EXERCISE BRIEF. Rewrite all the items below with "photograph" switched to "image" wherever it occurs, keeping everything else unchanged.

+ + +

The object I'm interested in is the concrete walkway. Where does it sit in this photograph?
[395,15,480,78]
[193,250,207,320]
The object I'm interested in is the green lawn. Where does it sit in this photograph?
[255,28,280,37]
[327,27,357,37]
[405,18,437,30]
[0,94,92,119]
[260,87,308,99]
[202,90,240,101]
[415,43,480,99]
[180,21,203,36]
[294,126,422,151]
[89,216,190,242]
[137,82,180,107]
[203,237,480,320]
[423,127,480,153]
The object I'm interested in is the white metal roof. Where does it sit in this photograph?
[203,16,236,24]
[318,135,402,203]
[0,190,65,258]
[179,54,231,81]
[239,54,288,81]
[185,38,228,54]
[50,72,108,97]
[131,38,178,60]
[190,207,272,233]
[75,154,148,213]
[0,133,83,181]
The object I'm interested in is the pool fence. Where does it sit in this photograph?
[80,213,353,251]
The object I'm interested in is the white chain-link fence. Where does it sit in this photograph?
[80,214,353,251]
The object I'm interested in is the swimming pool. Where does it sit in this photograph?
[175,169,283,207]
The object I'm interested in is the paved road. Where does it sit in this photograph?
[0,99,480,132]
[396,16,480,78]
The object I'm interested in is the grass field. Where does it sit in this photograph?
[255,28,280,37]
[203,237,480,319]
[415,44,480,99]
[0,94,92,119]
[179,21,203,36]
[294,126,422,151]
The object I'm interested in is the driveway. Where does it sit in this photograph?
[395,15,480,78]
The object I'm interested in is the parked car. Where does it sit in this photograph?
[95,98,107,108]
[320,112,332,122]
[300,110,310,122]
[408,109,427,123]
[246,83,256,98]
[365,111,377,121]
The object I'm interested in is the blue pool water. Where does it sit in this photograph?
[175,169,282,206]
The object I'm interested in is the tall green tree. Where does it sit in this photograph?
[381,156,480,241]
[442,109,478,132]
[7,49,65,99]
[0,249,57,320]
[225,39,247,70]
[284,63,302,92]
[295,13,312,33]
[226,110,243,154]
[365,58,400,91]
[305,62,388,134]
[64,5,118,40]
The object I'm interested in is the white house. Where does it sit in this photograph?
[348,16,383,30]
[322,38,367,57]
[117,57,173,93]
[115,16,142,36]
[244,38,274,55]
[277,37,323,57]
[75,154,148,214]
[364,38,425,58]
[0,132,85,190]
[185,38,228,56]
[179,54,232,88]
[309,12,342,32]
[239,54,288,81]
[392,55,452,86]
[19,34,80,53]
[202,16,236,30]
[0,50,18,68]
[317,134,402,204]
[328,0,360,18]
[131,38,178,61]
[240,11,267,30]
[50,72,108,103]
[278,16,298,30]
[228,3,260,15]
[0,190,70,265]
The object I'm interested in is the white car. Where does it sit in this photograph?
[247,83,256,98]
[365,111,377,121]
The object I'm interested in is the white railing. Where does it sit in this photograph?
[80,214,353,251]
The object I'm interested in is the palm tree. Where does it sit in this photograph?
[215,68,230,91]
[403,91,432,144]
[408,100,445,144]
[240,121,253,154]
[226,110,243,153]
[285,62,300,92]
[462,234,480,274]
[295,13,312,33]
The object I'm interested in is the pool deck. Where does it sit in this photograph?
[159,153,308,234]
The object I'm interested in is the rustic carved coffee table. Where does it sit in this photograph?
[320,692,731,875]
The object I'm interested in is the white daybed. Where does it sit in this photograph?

+ + +

RESPONSE TO THIS TASK.
The object I'm interested in is the concrete walkway. Where does it sit in this image?
[395,15,480,78]
[193,250,207,320]
The object I'm interested in is the green lawn. Where does it sit in this image?
[255,28,280,37]
[327,27,357,37]
[405,18,437,30]
[0,94,92,119]
[260,87,308,99]
[202,90,240,101]
[415,43,480,99]
[180,21,203,36]
[294,126,422,151]
[89,216,190,242]
[137,82,180,107]
[203,237,480,320]
[423,127,480,153]
The object I'm interested in is the white metal roof. Where does it sit in this image?
[203,16,236,24]
[318,135,402,203]
[0,190,65,258]
[179,54,231,81]
[239,54,288,81]
[185,38,228,54]
[50,72,108,97]
[131,38,178,60]
[190,207,272,233]
[75,154,148,213]
[0,133,83,181]
The object I'm interested in is the pool fence. Where does it sit in this image?
[80,213,353,251]
The object I'm interested in is the white chain-link fence. Where does it sit in this image?
[80,214,353,251]
The object I'm interested in is the swimming pool. Where does it sit in this image?
[175,169,283,207]
The object I'm interested in is the paved road. Where does it sit in this image?
[0,99,480,132]
[396,16,480,78]
The object I'm interested in is the grass field. Where does it sit in this image?
[255,28,280,37]
[203,237,480,319]
[415,44,480,99]
[0,94,92,119]
[179,21,203,36]
[294,126,422,151]
The object I'm interested in is the driveway. Where does it sit in this image?
[395,15,480,78]
The object I'm interested in is the parked car. Where does it sit in this image?
[95,98,107,108]
[320,112,332,122]
[300,110,310,122]
[408,109,427,123]
[246,83,256,98]
[365,111,377,121]
The object I'm interested in is the blue pool water. Where does it sit in this image?
[175,169,282,206]
The object I'm interested in is the tall green tree. Where does it sit in this image?
[381,156,480,241]
[442,109,478,132]
[7,49,65,99]
[0,249,57,320]
[225,39,247,70]
[284,63,302,92]
[295,13,312,33]
[226,110,243,154]
[365,58,400,91]
[305,62,388,134]
[64,5,118,40]
The object I'm interested in is the white house. Where does it sit in this image?
[348,16,383,30]
[322,38,367,57]
[117,57,173,93]
[115,16,142,36]
[244,38,274,55]
[277,37,323,57]
[75,154,148,214]
[364,38,425,58]
[0,132,85,190]
[185,38,228,56]
[179,54,232,88]
[309,12,342,32]
[239,54,288,81]
[392,55,452,86]
[19,34,80,53]
[202,16,236,30]
[0,50,18,68]
[317,134,402,204]
[328,0,360,18]
[131,38,178,61]
[240,11,267,30]
[50,72,108,103]
[278,16,298,30]
[228,3,260,15]
[0,190,70,265]
The object I'm interested in is the white car. Where does it sit in this image?
[247,83,256,98]
[365,111,377,121]
The object I'm interested in is the white railing. Where does it sit in this image?
[80,214,353,251]
The object I'm interested in is the palm tree. Where does it sit in this image?
[215,68,230,91]
[403,91,432,144]
[408,100,445,144]
[240,121,253,154]
[226,110,243,153]
[285,62,300,92]
[462,234,480,274]
[295,13,312,33]
The object I'm interested in is the pool deck. Where does it sit in this image?
[159,153,308,234]
The object I'm interested in is the rustic carved coffee table. Where does it sit in this image?
[320,692,731,875]
The object I'm interested in is the white daybed. Where does it sit in this image?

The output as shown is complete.